[[ Dataset records open ]]

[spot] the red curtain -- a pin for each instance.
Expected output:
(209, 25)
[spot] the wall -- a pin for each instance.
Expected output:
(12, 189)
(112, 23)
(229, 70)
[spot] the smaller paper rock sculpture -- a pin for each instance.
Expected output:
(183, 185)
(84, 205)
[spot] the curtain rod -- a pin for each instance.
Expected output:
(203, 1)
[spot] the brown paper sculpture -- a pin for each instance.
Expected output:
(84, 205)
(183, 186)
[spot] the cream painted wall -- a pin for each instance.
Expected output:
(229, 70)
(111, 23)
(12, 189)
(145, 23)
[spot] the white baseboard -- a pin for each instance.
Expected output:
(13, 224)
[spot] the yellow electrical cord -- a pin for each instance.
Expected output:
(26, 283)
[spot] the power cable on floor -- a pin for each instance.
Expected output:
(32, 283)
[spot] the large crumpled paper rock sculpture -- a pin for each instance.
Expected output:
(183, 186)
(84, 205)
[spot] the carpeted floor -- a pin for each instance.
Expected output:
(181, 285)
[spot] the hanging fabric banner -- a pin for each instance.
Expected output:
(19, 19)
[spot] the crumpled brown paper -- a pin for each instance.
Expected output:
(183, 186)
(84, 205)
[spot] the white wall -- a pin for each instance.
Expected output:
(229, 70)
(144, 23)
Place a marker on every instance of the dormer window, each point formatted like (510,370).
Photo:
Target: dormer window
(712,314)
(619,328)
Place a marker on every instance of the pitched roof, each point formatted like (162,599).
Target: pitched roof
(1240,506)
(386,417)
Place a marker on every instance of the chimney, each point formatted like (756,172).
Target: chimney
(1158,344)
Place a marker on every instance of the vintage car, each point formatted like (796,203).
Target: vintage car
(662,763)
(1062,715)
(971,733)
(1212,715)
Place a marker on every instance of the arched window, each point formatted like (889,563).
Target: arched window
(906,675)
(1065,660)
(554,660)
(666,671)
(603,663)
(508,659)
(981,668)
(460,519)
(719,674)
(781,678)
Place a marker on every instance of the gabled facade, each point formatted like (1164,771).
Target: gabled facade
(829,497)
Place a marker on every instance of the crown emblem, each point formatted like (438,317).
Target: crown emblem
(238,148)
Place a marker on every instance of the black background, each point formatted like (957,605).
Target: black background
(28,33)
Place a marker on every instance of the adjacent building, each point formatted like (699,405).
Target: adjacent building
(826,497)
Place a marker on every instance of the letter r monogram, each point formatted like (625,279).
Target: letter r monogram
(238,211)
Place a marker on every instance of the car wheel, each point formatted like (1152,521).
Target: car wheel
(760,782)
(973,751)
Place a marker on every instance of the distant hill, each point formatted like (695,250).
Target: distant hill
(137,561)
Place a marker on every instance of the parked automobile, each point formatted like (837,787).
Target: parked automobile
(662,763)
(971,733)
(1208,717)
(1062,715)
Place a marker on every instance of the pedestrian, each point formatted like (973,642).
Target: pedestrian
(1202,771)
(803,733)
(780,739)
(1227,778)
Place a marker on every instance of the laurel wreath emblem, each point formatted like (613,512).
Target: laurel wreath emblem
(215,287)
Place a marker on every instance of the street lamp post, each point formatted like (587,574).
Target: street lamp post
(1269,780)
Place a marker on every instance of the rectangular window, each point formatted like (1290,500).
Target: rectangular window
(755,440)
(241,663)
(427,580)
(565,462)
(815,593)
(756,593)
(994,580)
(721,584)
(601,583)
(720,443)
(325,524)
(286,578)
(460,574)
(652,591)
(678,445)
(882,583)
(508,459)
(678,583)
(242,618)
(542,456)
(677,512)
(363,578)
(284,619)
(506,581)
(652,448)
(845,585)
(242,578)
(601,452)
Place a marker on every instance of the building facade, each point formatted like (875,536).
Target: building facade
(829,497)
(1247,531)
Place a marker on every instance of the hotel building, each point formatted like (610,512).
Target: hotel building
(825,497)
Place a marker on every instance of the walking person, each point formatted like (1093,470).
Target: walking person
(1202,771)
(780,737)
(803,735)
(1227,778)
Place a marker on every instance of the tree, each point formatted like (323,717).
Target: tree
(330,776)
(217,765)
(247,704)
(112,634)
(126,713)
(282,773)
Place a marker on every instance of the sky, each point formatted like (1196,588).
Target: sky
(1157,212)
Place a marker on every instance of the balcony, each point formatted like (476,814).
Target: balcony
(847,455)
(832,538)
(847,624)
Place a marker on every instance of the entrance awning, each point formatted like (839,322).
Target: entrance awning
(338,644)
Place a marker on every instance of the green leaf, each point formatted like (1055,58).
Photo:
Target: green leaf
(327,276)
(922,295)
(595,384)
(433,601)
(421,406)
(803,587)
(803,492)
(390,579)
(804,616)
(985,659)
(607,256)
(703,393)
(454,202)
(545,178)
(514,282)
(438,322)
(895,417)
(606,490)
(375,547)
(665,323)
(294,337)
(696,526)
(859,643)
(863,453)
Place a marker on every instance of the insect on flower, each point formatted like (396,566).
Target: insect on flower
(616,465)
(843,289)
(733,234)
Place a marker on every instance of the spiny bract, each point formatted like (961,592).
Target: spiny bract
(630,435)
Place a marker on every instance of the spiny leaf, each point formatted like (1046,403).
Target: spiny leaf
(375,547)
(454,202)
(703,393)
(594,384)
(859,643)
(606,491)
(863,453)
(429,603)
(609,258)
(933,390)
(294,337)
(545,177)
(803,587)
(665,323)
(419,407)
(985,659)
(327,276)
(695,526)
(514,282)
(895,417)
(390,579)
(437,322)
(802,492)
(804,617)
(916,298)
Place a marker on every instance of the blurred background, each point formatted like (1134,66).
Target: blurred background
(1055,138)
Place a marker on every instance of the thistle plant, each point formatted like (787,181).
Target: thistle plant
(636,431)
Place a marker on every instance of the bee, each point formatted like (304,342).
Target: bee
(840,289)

[[ Dataset records closed ]]

• Activity
Report each line above that includes the string "white".

• Problem solution
[spot] the white baseboard -- a pin for each instance.
[spot] the white wall -- a pin for each instance.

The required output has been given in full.